Using the line that has "Target: pale green pot" as the starting point, print each line to the end of the material below word for word. Add no other lines.
Segment Open
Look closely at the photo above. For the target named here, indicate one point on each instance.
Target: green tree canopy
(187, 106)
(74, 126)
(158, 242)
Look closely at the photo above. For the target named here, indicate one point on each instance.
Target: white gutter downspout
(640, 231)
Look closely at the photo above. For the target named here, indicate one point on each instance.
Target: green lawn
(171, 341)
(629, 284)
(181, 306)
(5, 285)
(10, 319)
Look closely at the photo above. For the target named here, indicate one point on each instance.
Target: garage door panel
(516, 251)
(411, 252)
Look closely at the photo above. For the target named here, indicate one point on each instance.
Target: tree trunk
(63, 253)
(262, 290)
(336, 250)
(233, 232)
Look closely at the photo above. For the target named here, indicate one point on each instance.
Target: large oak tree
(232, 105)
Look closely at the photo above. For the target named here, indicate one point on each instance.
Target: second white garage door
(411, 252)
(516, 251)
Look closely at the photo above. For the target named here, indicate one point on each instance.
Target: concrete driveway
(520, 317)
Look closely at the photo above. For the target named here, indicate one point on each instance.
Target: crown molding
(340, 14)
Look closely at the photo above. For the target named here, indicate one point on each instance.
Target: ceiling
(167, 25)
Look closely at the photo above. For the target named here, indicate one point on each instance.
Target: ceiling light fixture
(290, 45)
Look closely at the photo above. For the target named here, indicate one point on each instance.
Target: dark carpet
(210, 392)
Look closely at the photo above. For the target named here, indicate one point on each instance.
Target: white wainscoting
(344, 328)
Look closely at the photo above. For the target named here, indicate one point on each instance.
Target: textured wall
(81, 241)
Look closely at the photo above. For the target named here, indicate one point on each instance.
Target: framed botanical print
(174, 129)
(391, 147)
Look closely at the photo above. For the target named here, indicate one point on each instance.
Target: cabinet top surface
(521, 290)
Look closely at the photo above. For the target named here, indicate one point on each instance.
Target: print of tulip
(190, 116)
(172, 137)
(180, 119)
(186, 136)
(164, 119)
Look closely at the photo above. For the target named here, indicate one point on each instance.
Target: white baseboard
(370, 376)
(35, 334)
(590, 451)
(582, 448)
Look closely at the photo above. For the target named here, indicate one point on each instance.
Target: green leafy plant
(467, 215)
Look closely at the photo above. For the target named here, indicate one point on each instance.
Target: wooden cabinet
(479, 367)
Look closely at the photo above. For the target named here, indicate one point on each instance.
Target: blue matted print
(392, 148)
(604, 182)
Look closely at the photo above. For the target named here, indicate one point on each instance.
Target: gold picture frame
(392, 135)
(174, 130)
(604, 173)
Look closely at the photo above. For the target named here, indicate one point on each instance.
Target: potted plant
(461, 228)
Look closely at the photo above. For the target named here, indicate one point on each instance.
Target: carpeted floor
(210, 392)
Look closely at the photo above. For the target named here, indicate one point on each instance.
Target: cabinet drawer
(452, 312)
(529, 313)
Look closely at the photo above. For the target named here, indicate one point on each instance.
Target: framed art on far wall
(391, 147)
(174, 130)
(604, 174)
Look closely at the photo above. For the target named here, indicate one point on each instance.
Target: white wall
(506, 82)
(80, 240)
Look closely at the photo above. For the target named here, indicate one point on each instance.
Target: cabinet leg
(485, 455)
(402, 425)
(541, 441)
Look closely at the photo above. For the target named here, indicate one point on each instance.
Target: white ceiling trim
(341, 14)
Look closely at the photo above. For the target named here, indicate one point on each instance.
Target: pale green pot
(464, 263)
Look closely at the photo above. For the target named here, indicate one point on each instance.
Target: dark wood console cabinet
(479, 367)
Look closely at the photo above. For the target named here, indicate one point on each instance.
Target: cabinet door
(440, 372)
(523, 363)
Segment Closed
**Response area:**
Target: pale green pot
(464, 263)
Look closely at the photo above. For the target named here, indicate one point on each instance.
Target: dark wood console cabinet
(479, 367)
Look closely at the photo above. For the target named here, indicate one point on each instance.
Target: cabinet door
(440, 372)
(523, 363)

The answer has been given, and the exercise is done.